• _TEXTO_
+++

Una fiesta de Corpus Christi
El 10 de junio de 1971, fecha en que se celebraba el Corpus Christi, nos comentaba: «Hoy
me da una alegría especial agradecer a los Ángeles la corte que hacen a
Jesús Sacramentado, en todos los Sagrarios, se haga fiesta o no se haga
fiesta en honor de Jesús Sacramentado. Es una costumbre mía de siempre,
pero hoy me da todavía más presencia de Dios».
Y en otro momento de ese día, agregó: «Mientras
celebraba la Misa esta mañana, le he dicho a Nuestro Señor con el
pensamiento: yo te acompaño en todas las procesiones del mundo, en todos
los Sagrarios donde te honran, y en todos los lugares donde estés y no
te honren».
No dejar a Jesús solo
Por
otra parte, su devoción a la Eucaristía le llevó también, en los
últimos años, a incrementar el espíritu de desagravio. Tenía hambre de
estar en la presencia de Jesús Sacramentado para adorarle, para
acompañarle, para reparar —añadía en su humildad— «Por
mis propias miserias y por las miserias de toda la humanidad, para no
dejarle solo, ya que en tantos lugares el Señor se encontrará sin esa
compañía que deberíamos hacerle todos los hombres».
En 1960 nos hablaba una vez más del misterio de la Eucaristía: «El
‘Gran Solitario’, porque la gente le ha abandonado. No entienden de
amor, de comprensión, de entrega. ¡Cómo van a entender, si no quieren
acudir a la fuente! Yo pido al Señor, para todo el mundo, para mis
hijas, para mis hijos y para mí, que sepamos tratar a Cristo en la
Eucaristía. Acudid con fe, con delicadeza, con continuidad. No importan
nuestras miserias personales, si estamos en gracia de Dios.
Precisamente, si nos apoyamos en esa debilidad, sentiremos más
conscientemente su necesidad, la necesidad de Dios en nuestra vida.
Llevo unos días en los que mi oración de adoración a la Eucaristía tiene
todo un matiz de reparación y de súplica, para no abandonarle: peto quod petivit latro poenitens
[“te pido lo que te pedía el ladrón arrepentido”]; me veo débil, y me
lleno de confianza en el poder de Dios, que nunca desatiende a quien
acude con confianza y con humildad».
Y completaba: «Los
sacerdotes hemos de amar tanto el sacerdocio, como para ponerlo
continuamente junto al Señor en el Sagrario y transformar toda nuestra
vida en una labor espiritual; pero el trabajo nuestro ha de ser como el
de los demás: una ofrenda hecha al Señor. Quiero decir que nuestra operatio Dei es una Misa, que empieza a las doce de la noche y termina veinticuatro horas después».
Adoro te devote
Rezaba, y cantaba con frecuencia, el himno Adoro te devote.
Para fomentar la fe en la Eucaristía aconsejó a sus hijos que lo
recitasen y meditasen todos los jueves, pidiendo al Señor que
incrementase la piedad de los cristianos.
Tenía
tan arraigados estos modos de vivir su fe, que durante los viajes o en
sus salidas por la ciudad, al divisar las torres de las iglesias, le
venía a los labios algún verso de este himno: significaba una rápida
interrupción de la conversación, que contribuía a su devoción
eucarística y a la de los que le acompañábamos. Repetía también una
jaculatoria que brotaba muy del fondo de su alma: «¡Jesús, que has curado a tantas almas, haz que te vea como Médico Divino en la Hostia Santa!».
Le
he oído animar a personas de todas las clases sociales a comulgar con
las mejores disposiciones, sin dejarse llevar por los escrúpulos. Al
mismo tiempo, recordaba tajantemente las debidas condiciones de
dignidad: «No
comulguéis cuando tengáis una sombra fundada de duda de que habéis
podido ofender gravemente al Señor; no os dejéis llevar nunca por los
escrúpulos, pero tampoco recibáis al Señor con esa sombra de duda».

+++

• _TAREAS_
**1.** Responde estas preguntas sobre el texto de la Eucaristía:
(a) ¿En qué fecha se celebraba el Corpus Christi del que se habla?
(b) ¿Qué himno rezaba y cantaba con frecuencia?
(c) ¿Qué día de la semana aconsejó a sus hijos recitar y meditar ese himno?
**2.** Escribe todos los títulos que aparecen en el texto de la Eucaristía.
**3.** Vuelve a copiar el texto de la Eucaristía, todo lo que va desde "En 1960 nos" hasta "en nuestra vida.", pero cambia "debilidad" por "flaqueza".

+++

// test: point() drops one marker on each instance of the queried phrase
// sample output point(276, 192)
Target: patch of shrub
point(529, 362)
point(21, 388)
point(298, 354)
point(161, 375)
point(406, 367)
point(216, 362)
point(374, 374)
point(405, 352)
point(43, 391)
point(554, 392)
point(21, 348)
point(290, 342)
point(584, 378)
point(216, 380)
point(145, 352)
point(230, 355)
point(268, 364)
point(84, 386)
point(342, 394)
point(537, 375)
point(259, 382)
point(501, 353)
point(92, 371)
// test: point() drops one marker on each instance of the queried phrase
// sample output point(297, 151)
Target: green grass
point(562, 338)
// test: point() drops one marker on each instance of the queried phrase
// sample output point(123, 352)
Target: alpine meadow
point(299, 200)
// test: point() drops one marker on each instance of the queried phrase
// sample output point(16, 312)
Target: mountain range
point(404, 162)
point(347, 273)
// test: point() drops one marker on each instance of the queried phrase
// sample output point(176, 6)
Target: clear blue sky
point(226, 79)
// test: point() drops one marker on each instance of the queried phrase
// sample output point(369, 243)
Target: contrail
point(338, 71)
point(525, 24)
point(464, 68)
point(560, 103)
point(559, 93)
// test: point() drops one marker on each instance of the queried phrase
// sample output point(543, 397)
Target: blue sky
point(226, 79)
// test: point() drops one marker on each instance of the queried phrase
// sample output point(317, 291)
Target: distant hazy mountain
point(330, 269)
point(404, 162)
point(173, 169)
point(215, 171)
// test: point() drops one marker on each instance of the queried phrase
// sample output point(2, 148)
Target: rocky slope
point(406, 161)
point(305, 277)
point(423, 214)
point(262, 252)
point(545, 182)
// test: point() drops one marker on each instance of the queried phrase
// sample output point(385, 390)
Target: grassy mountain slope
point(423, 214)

+++

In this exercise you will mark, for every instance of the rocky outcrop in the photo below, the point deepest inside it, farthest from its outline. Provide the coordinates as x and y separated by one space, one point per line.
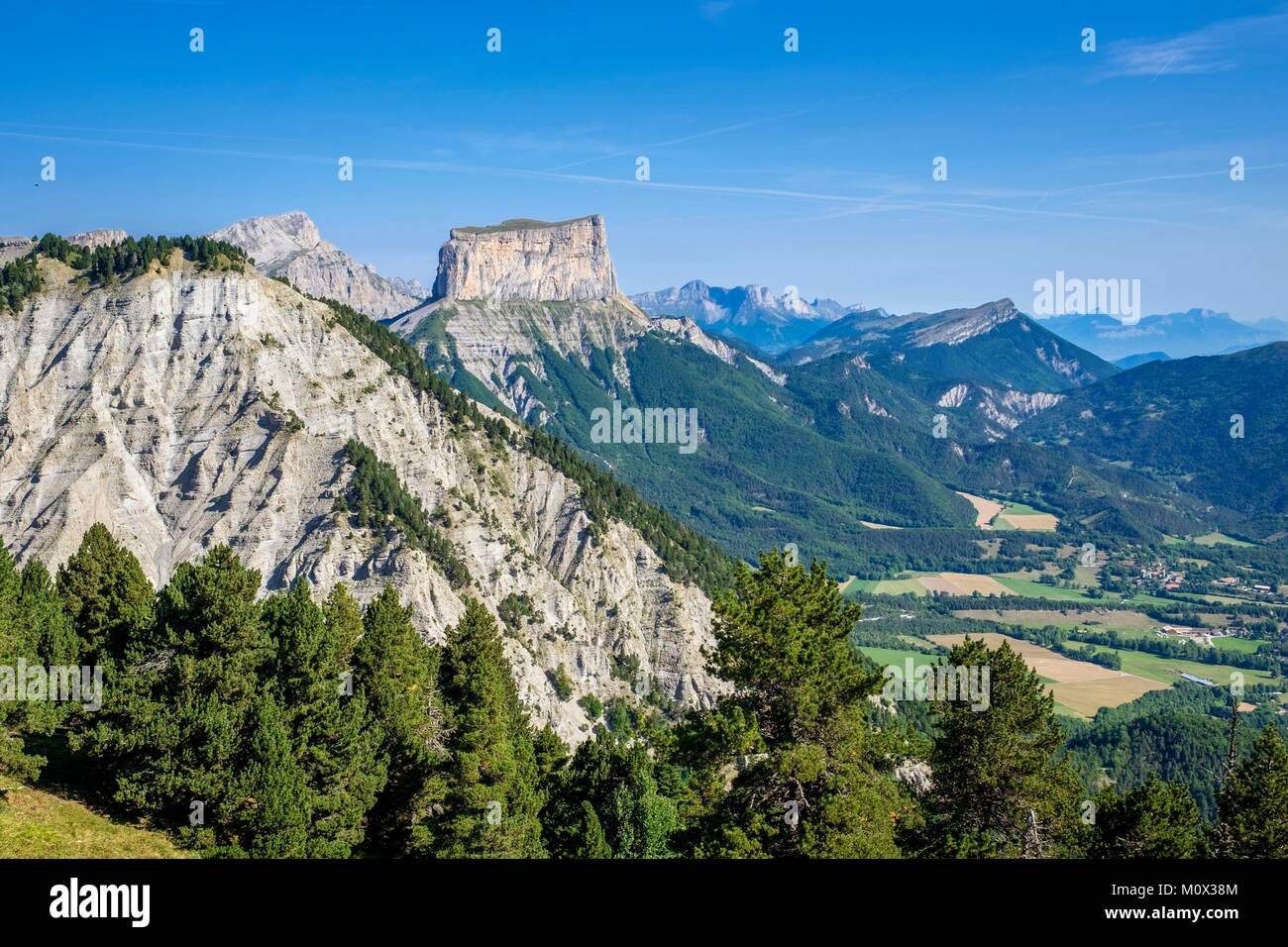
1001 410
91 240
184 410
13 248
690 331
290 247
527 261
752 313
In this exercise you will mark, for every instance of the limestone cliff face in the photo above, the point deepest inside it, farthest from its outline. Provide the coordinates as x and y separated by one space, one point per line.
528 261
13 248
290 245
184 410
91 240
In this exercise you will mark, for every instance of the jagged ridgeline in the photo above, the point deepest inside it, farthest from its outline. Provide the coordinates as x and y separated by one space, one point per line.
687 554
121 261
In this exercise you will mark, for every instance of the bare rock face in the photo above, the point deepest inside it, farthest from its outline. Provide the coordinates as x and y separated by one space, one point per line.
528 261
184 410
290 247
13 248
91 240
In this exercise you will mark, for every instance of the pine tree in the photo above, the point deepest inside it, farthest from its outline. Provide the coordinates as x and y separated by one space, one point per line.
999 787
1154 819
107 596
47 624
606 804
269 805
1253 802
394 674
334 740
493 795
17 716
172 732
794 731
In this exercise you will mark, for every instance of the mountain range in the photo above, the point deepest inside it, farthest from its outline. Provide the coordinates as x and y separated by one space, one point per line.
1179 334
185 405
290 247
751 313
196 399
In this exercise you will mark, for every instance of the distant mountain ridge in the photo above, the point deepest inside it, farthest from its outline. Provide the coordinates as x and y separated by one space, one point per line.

+++

• _RESPUESTAS_
**1.**
(a) El 10 de junio de 1971.
(b) El himno Adoro te devote.
(c) Todos los jueves.

**2.**
- Una fiesta de Corpus Christi
- No dejar a Jesús solo
- Adoro te devote

**3.**
En 1960 nos hablaba una vez más del misterio de la Eucaristía: «El
‘Gran Solitario’, porque la gente le ha abandonado. No entienden de
amor, de comprensión, de entrega. ¡Cómo van a entender, si no quieren
acudir a la fuente! Yo pido al Señor, para todo el mundo, para mis
hijas, para mis hijos y para mí, que sepamos tratar a Cristo en la
Eucaristía. Acudid con fe, con delicadeza, con continuidad. No importan
nuestras miserias personales, si estamos en gracia de Dios.
Precisamente, si nos apoyamos en esa flaqueza, sentiremos más
conscientemente su necesidad, la necesidad de Dios en nuestra vida.